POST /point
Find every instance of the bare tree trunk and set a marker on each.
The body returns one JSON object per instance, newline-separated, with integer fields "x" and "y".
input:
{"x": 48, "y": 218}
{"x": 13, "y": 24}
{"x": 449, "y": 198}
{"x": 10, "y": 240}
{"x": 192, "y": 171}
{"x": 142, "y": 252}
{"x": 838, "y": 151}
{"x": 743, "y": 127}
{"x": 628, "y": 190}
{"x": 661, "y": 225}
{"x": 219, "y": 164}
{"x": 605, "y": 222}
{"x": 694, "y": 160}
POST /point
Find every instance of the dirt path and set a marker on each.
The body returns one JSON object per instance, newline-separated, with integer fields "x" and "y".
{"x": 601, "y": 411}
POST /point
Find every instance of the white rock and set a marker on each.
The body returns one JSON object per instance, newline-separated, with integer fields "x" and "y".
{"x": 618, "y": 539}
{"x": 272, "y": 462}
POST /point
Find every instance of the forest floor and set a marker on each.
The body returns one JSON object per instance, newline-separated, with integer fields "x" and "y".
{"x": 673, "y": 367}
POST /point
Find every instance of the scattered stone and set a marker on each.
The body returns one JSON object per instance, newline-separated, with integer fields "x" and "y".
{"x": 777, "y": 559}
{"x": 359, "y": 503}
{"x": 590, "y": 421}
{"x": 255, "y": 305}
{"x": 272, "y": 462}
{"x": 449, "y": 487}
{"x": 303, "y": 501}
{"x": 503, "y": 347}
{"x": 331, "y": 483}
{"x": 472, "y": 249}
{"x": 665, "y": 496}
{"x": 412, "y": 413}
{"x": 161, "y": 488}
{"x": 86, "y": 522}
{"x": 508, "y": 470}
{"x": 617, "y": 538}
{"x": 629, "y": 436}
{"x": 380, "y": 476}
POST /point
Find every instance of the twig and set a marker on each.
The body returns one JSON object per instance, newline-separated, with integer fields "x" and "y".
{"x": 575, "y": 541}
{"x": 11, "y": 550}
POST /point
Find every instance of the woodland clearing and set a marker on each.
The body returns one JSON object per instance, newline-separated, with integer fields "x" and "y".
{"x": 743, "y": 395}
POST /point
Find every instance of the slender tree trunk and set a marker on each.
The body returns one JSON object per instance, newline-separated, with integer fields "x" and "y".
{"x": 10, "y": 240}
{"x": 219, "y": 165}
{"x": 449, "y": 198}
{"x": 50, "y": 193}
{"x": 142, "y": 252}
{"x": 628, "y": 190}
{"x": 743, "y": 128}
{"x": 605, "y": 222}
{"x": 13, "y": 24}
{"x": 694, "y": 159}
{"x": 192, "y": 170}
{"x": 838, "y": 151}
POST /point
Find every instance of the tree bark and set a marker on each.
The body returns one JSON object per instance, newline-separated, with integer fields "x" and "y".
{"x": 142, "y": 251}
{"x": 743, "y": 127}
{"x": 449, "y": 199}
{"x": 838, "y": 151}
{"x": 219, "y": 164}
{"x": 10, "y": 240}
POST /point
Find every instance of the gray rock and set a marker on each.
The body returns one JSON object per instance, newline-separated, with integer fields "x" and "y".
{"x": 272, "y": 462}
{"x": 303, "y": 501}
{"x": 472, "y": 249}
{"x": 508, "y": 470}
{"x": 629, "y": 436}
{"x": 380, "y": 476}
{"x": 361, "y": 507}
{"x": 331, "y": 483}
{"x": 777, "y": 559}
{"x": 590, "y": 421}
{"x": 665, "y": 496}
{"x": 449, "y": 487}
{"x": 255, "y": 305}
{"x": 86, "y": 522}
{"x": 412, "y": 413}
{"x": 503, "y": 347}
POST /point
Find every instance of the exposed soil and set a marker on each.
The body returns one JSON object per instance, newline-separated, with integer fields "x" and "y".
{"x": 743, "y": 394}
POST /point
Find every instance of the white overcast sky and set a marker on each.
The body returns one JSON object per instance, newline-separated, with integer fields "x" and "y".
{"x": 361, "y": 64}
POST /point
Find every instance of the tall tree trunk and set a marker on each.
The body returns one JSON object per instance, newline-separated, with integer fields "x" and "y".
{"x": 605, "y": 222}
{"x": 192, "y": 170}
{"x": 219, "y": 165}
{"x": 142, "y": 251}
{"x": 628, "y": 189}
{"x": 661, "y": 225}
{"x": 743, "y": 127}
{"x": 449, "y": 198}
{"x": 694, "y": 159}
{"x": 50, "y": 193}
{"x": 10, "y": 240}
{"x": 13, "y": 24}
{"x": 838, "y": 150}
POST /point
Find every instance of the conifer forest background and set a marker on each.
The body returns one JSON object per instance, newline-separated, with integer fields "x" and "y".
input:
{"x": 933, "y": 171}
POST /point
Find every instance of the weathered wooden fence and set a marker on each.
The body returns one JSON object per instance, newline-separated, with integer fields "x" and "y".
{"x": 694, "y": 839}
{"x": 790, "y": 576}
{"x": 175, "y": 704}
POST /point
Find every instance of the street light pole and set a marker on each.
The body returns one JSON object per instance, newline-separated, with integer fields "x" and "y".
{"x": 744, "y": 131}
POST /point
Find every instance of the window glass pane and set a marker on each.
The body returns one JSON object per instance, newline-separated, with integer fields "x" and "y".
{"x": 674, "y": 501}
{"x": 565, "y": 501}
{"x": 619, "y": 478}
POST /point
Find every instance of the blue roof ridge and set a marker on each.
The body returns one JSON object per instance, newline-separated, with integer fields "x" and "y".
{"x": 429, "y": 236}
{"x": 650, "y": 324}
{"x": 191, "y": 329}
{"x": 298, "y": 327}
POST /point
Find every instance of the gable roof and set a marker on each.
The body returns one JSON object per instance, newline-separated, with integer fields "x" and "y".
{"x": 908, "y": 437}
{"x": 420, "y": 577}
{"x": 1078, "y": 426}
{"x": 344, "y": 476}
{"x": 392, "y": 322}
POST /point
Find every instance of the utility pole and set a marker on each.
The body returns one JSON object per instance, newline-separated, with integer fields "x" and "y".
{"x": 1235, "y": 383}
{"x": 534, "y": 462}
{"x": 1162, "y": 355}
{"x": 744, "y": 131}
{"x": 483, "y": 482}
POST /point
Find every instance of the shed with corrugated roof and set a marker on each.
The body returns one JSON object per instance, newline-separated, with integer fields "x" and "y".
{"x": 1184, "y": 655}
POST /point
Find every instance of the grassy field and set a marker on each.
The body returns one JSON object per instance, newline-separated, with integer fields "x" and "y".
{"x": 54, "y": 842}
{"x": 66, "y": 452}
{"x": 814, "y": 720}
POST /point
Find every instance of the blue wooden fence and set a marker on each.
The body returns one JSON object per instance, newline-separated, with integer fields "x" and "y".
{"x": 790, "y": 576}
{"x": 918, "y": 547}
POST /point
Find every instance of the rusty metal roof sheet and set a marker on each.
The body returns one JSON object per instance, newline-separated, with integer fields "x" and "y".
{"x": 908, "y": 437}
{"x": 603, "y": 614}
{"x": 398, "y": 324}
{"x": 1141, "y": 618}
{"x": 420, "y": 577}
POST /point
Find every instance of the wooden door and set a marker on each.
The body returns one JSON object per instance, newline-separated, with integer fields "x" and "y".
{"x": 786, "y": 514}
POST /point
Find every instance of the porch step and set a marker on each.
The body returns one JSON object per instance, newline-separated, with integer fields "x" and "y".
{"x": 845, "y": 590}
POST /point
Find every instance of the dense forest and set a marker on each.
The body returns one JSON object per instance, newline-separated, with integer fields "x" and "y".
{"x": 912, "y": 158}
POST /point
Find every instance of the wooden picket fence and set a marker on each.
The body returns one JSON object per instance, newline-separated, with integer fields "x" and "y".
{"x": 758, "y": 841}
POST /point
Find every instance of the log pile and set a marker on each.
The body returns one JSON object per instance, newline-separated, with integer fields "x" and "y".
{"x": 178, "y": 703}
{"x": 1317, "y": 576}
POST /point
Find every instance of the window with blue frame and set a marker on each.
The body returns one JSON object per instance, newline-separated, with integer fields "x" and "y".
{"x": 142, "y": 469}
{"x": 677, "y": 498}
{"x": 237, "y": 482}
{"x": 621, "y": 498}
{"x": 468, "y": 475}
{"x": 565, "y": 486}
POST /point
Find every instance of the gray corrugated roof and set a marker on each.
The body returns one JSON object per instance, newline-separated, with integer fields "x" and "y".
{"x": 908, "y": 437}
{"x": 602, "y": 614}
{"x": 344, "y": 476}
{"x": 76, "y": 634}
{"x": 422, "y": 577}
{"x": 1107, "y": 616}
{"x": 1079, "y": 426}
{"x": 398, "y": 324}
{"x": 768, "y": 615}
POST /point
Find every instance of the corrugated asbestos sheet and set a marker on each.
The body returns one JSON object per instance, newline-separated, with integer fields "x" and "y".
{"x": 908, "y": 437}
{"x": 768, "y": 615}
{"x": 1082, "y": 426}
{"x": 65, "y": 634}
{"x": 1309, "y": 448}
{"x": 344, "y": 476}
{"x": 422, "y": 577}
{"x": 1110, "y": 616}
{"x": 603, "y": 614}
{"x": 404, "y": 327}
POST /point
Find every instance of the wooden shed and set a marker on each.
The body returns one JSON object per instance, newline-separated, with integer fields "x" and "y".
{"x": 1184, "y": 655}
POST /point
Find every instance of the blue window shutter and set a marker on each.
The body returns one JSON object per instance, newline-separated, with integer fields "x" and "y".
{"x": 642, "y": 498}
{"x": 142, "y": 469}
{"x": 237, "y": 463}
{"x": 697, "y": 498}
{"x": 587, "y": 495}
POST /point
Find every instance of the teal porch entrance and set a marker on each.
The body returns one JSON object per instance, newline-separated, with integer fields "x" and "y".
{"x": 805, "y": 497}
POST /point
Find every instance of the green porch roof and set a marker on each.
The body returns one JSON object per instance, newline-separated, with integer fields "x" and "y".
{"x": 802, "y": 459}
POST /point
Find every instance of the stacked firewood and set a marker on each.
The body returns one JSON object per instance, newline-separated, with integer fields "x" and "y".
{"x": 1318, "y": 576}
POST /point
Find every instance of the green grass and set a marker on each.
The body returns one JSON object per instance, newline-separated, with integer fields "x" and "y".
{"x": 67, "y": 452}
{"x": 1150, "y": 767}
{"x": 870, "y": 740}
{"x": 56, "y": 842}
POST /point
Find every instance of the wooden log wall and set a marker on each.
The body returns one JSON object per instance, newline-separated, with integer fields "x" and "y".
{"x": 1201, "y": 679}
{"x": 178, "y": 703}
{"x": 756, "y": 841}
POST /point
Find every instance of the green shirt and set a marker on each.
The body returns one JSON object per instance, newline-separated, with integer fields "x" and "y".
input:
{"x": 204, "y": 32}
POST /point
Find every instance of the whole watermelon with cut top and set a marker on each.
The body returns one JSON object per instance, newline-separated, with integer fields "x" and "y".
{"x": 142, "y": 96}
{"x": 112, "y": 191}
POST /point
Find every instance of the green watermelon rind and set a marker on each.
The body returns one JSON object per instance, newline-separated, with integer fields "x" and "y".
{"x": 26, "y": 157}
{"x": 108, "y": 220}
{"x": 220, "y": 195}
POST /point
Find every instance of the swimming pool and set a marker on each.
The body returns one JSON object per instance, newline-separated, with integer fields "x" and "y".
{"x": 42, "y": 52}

■ **WHAT YOU HAVE TO DO**:
Return every line of the data above that contains the word "sheet", matching its case exactly.

■ **FULL OUTPUT**:
Find every instance of the rusty metal roof sheet and set a marker on each.
Find every instance of the corrugated asbestos sheet and set a marker on each.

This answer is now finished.